Task brief: Copy out the entries below word for word, from the first to the last, without including the pictures.
<<<<
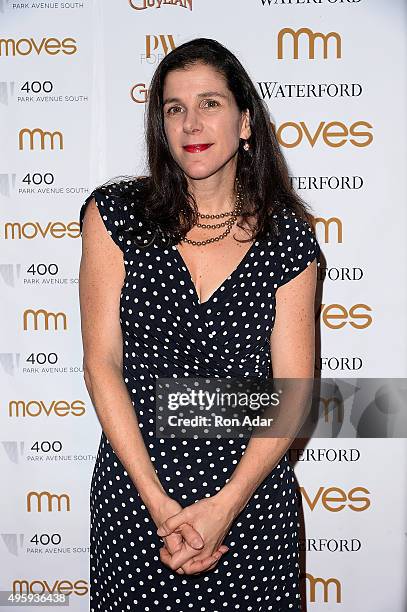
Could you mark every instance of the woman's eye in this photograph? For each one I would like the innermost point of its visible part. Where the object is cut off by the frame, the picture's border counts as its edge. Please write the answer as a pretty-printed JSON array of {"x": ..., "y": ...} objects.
[
  {"x": 170, "y": 109},
  {"x": 212, "y": 101}
]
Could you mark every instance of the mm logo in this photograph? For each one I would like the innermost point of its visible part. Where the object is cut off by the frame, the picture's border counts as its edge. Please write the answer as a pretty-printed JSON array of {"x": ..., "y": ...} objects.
[
  {"x": 337, "y": 226},
  {"x": 43, "y": 138},
  {"x": 42, "y": 318},
  {"x": 313, "y": 581},
  {"x": 162, "y": 42},
  {"x": 310, "y": 37},
  {"x": 46, "y": 498}
]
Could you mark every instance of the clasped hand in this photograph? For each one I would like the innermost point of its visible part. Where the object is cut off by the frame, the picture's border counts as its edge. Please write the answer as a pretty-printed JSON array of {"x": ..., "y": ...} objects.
[{"x": 193, "y": 536}]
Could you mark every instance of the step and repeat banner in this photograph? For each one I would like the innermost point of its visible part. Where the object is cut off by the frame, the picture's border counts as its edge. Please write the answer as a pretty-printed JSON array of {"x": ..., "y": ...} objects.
[{"x": 74, "y": 80}]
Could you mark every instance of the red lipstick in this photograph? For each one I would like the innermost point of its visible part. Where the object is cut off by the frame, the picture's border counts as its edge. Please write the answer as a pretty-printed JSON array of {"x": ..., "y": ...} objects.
[{"x": 197, "y": 148}]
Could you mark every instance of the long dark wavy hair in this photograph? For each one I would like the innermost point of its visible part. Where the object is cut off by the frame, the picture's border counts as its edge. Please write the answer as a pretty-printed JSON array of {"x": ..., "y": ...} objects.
[{"x": 262, "y": 171}]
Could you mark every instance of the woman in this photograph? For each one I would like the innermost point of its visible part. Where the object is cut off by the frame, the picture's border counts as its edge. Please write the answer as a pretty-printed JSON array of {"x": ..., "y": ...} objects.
[{"x": 203, "y": 524}]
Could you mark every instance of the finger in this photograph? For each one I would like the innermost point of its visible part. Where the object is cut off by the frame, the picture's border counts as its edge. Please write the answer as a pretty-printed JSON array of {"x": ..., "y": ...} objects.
[
  {"x": 196, "y": 567},
  {"x": 221, "y": 551},
  {"x": 166, "y": 558},
  {"x": 173, "y": 542},
  {"x": 171, "y": 523},
  {"x": 192, "y": 536}
]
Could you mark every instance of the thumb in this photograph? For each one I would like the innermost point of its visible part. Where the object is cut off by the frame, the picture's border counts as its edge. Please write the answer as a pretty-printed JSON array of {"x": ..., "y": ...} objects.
[
  {"x": 171, "y": 523},
  {"x": 192, "y": 536}
]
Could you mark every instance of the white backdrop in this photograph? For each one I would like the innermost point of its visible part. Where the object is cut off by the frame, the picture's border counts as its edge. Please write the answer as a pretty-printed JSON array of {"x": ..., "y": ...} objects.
[{"x": 80, "y": 71}]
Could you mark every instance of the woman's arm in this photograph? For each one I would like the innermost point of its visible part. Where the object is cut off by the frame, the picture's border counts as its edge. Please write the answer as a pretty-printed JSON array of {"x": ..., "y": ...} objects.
[
  {"x": 101, "y": 278},
  {"x": 293, "y": 353}
]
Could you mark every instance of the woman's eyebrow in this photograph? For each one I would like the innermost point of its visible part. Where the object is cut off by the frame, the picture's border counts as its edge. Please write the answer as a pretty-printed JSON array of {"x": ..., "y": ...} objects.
[{"x": 204, "y": 94}]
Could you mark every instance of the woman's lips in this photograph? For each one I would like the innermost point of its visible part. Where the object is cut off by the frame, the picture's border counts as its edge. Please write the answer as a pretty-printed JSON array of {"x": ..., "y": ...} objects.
[{"x": 197, "y": 148}]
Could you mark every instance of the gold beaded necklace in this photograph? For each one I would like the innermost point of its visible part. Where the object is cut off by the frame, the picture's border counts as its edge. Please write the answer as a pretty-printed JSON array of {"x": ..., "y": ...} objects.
[{"x": 234, "y": 214}]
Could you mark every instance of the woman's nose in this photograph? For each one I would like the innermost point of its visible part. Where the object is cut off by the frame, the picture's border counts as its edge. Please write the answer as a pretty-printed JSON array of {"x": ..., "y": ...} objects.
[{"x": 192, "y": 121}]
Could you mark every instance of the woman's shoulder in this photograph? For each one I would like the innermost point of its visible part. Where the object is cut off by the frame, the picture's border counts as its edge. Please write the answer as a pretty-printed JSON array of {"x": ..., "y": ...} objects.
[
  {"x": 295, "y": 246},
  {"x": 123, "y": 190},
  {"x": 119, "y": 202}
]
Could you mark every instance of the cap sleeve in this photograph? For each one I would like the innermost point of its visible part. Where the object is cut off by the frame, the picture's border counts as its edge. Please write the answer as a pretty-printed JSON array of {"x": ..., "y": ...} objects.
[
  {"x": 297, "y": 246},
  {"x": 109, "y": 206}
]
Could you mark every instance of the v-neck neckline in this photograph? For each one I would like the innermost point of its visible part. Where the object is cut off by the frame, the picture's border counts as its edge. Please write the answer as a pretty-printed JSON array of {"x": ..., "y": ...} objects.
[{"x": 226, "y": 280}]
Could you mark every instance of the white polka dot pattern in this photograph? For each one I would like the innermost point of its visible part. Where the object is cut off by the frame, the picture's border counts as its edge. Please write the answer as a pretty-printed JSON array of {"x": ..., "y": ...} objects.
[{"x": 167, "y": 332}]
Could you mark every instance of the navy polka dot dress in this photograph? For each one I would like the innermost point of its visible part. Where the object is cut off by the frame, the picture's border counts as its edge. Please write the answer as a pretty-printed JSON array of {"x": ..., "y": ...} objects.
[{"x": 167, "y": 332}]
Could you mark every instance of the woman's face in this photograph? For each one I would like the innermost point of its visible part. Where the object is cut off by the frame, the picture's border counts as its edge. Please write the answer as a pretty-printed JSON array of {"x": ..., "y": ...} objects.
[{"x": 199, "y": 109}]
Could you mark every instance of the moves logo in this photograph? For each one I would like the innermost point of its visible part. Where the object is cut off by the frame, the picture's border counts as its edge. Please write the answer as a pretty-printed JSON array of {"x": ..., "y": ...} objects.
[
  {"x": 79, "y": 587},
  {"x": 35, "y": 408},
  {"x": 309, "y": 38},
  {"x": 47, "y": 498},
  {"x": 141, "y": 5},
  {"x": 14, "y": 230},
  {"x": 336, "y": 316},
  {"x": 332, "y": 134},
  {"x": 43, "y": 138},
  {"x": 10, "y": 47},
  {"x": 335, "y": 499}
]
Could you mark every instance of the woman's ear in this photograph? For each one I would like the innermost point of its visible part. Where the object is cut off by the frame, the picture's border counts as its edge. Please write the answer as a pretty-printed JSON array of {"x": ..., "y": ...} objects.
[{"x": 245, "y": 131}]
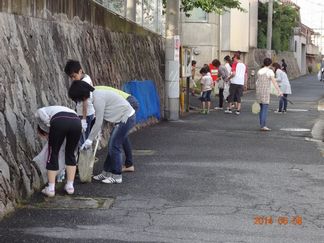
>>>>
Written solution:
Could you mark every instance of the woman's eye in this photograph? For each one I would like the innermost point of its visible part. Where the object is cut off by the frame, the picture's border counts as its edge. Please write the answer as a pretty-printed JSON array of {"x": ..., "y": ...} objects.
[
  {"x": 170, "y": 109},
  {"x": 212, "y": 101}
]
Could you mark every instance of the mm logo in this photograph? For each one I would like the innermost point of its visible part. Where the object is cut off by the frame, the picture's border counts as its edge. Please write the answer as a pretty-printed JSON array of {"x": ..., "y": ...} objects.
[
  {"x": 337, "y": 226},
  {"x": 43, "y": 138},
  {"x": 42, "y": 318},
  {"x": 313, "y": 581},
  {"x": 162, "y": 42},
  {"x": 310, "y": 37},
  {"x": 46, "y": 498}
]
Could you mark every instance of the clasped hand in this photograph? For each one I would like the innermost point of its visible part. Where the object is cut off by the frame, the picture's border counts as its edge. Please write the answer as a pretty-printed JSON array of {"x": ..., "y": ...} objects.
[{"x": 193, "y": 536}]
Could you mark every instance of the step and repeat banner in this photograph? For each one I would like the innermost point of its visible part. Where the object is cut off by the frame, the picture's border counts as its edge. Please write the answer as a pretty-printed JSON array of {"x": ..., "y": ...} objects.
[{"x": 74, "y": 80}]
Could you mark every instance of the red lipstick in this photograph? For each one I would like the innermost point of its visible part. Where the object is cut off by the frame, the picture's border counts as its edge. Please write the answer as a pretty-printed JSON array of {"x": ..., "y": ...} objects.
[{"x": 197, "y": 148}]
Could you mark every instance of the long dark wavy hair in this photograph? For each one I would like the innermost point of its visible part. Where the object is cut off by the frame, the picture's border counts as its edge. Please write the answer as a pretty-printed JSON array of {"x": ..., "y": ...} objects.
[{"x": 262, "y": 171}]
Could you mark every instance of the woman in this photograph? For each one I would like the innermost point of its visible part. Where the object is cut off by the frame, the picture's border counts as its edge. Please write the answer as a pretty-printed JSON array of {"x": ..., "y": ...} objects.
[{"x": 203, "y": 524}]
Could you mark every instance of the finger in this photograph? For each one I would like the innermost point of its visible part. Where the object is cut off by the frame, the picture's border counts as its edge. Please write the answer as a pretty-printed JSON array of {"x": ..., "y": ...} objects.
[
  {"x": 196, "y": 567},
  {"x": 221, "y": 551},
  {"x": 166, "y": 558},
  {"x": 173, "y": 542},
  {"x": 171, "y": 523},
  {"x": 192, "y": 536}
]
Could you mark every instance of the thumb in this photograph? For each one I would like the innermost point of its visible part. Where the object is cut off by the frame, the picture's border counts as its edge. Please write the answer as a pretty-printed JSON array of {"x": ..., "y": ...} objects.
[
  {"x": 171, "y": 523},
  {"x": 192, "y": 536}
]
Could you mark every instance of the white backdrop in this photograph? For each one I would like the innermost point of its visible part. Where the object is cut off by the frame, the picture's border counts as its edge. Please write the answer as a pretty-printed JSON array of {"x": ..., "y": ...} objects.
[{"x": 80, "y": 71}]
Could you mark every instance of the woman's arm in this photograph? For each one I would like the innermost point of its visible part. Where the object is cut off by the frame, the picture's border counts as its edge. Please write the answer as a pretty-printed JSON array of {"x": ..., "y": ...} objects.
[
  {"x": 101, "y": 278},
  {"x": 293, "y": 353}
]
Could you mark every instance of the woman's eyebrow in this photograph? For each one I would like the innermost point of its visible part. Where the object is cut off by the frame, the picture's border counts as its edge. Please write the answer as a pretty-printed JSON array of {"x": ..., "y": ...} objects.
[{"x": 204, "y": 94}]
Could you mark every instance of the woman's lips in this photograph? For each one I would like the innermost point of its visible part. Where the object is cut off by the frame, the picture's border counts as its edge. Please write the answer as a pretty-printed JSON array of {"x": ..., "y": ...} objects.
[{"x": 197, "y": 148}]
Could you mark every instance of the gold beaded necklace in this photograph? For each one I would like the innermost point of its visible part. Where the object is cut off by the frame, the picture's border counts as its edge. Please write the answer as a pretty-printed JSON array of {"x": ..., "y": ...} objects.
[{"x": 234, "y": 214}]
Could you mark every instance of the woman's nose in this photograph? For each one I would like the innermost point of its visible part. Where the object is cut off by the frame, the picture's border counts as its edge. Please write the answer as a pretty-printed JSON array of {"x": ..., "y": ...} objects.
[{"x": 192, "y": 121}]
Could you mark every instance of the woman's shoulder in this photograph? For each one I would like the innermost point of its visible part. Where the object is cut off by the frame, the picture's border counts as its edge. Please write the answer as a pretty-printed JSON array of {"x": ..., "y": ...} objects.
[
  {"x": 295, "y": 246},
  {"x": 123, "y": 190},
  {"x": 119, "y": 202}
]
Could you mark every instance of the cap sleeve in this photograph? For each one I would like the innermost point of its visible part. Where the object is cut off by the frame, the picture's border counts as its edge. Please write the answer as a pretty-printed JSON array of {"x": ..., "y": ...} objects.
[
  {"x": 297, "y": 246},
  {"x": 109, "y": 206}
]
Could you mark every instance of the v-neck neckline in this photograph? For each one I would like the innermost point of its visible part. Where the object is cut off by the frame, the picture's border counts as its edge. Please write the answer as a pretty-printed JSON array of {"x": ..., "y": ...} objects.
[{"x": 226, "y": 280}]
Could you mark every instance of the white polka dot pattern in this photograph? For each one I would like the innermost point of its visible part. Where the object is cut off by the frame, the picture's border counts as its edge. Please write the answer as a pretty-printed JSON array of {"x": ..., "y": ...} objects.
[{"x": 167, "y": 332}]
Could you mark every instance of the navy polka dot dress in this photograph? For each one I would like the innermost point of its visible part. Where the object is cut off by the frame, the picture's border counts as its edge. Please write the answer as a pretty-printed JSON array of {"x": ..., "y": ...} objects.
[{"x": 167, "y": 332}]
Could you mark every instance of the woman's face in this photograph? For each one I would like the innermost point of its visible part. Where the object is cut off by the frame, the picture's border counts as its edge. Please write the answer as a pretty-printed JSON array of {"x": ..., "y": ...} objects.
[{"x": 199, "y": 109}]
Could you mark every instance of the moves logo in this photograph? For each one I would like the innermost point of its visible part. Where the object is cut off by the frame, the picture's border counts as its edge. Please write the answer as a pretty-printed JSON array of {"x": ..., "y": ...} objects.
[
  {"x": 79, "y": 587},
  {"x": 35, "y": 408},
  {"x": 309, "y": 38},
  {"x": 47, "y": 498},
  {"x": 141, "y": 5},
  {"x": 14, "y": 230},
  {"x": 336, "y": 316},
  {"x": 332, "y": 134},
  {"x": 43, "y": 138},
  {"x": 10, "y": 47},
  {"x": 335, "y": 499}
]
Could you mark every instance of the woman's ear in this photograph? For each one I would like the innermost point of its visible part. Where the object is cut off by the frame, the picture's border counts as its edge. Please write the answer as a pretty-printed JSON array of {"x": ..., "y": ...} objects.
[{"x": 245, "y": 131}]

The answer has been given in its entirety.